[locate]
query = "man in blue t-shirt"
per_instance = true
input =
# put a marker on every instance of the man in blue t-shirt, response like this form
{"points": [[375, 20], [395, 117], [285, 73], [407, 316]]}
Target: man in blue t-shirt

Written request: Retype the records above word for word, keeping every line, bracket, and number unchanged.

Correct response:
[locate]
query = "man in blue t-shirt"
per_instance = true
input =
# put a marker on every instance of the man in blue t-shirt, response like this form
{"points": [[375, 20], [395, 117], [285, 73], [407, 316]]}
Target: man in blue t-shirt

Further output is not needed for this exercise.